_GOAL OF THE EXERCISE_. Pick out each line in the listing below that contains the word "shirt" and copy those lines out.

_SOURCE MATERIAL_.
········
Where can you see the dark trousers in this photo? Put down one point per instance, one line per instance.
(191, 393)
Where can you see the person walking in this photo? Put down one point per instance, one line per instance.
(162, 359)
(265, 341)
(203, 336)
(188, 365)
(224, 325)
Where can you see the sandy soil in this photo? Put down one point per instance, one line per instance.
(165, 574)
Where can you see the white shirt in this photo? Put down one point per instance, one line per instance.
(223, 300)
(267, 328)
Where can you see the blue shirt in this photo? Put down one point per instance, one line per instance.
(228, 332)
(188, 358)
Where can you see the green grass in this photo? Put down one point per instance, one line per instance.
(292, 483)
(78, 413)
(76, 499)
········
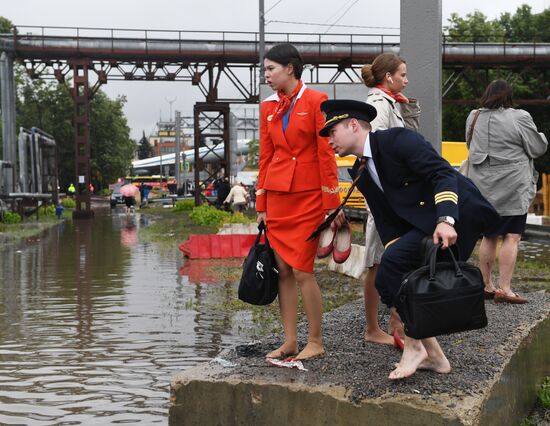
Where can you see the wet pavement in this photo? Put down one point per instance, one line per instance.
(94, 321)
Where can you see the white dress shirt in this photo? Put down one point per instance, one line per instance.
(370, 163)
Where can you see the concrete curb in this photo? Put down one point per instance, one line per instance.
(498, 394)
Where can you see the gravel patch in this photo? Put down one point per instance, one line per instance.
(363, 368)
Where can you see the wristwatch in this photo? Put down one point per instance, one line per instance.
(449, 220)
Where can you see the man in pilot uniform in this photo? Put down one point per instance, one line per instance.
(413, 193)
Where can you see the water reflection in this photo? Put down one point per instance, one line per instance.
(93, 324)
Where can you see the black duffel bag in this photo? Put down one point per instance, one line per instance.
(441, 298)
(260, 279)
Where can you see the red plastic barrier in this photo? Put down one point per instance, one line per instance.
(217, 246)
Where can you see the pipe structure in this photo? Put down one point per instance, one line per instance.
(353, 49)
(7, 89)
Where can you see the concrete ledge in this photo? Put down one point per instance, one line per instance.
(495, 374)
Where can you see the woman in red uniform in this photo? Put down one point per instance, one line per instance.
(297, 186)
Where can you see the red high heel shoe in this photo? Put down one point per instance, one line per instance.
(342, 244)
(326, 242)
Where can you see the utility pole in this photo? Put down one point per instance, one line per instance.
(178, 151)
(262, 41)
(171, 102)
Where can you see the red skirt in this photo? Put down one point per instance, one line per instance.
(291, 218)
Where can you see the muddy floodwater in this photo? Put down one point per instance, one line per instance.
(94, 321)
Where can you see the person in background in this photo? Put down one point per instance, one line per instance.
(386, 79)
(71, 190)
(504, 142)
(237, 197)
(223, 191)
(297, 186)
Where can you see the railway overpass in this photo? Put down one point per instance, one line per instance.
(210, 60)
········
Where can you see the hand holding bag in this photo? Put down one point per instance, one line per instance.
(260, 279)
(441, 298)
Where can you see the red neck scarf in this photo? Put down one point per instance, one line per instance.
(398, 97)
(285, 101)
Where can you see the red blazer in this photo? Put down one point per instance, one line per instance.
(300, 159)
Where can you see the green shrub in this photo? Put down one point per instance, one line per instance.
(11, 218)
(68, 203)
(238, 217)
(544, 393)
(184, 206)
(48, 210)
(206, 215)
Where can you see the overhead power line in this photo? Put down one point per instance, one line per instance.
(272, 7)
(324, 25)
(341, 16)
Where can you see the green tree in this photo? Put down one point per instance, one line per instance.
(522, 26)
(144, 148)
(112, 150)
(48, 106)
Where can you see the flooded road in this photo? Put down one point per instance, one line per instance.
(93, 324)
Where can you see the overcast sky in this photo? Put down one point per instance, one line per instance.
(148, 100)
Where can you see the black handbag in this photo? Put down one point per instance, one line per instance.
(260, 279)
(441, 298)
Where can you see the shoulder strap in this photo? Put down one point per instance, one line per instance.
········
_TASK RESPONSE_.
Where can you see the white shirt in this photo? Put down one point per instance, one line per instance.
Where can you see the blue shirt in this photo? Put down one point per instance, one line per instance.
Where can you see the white dress shirt in this photo? Put down one point per instance, one line per instance.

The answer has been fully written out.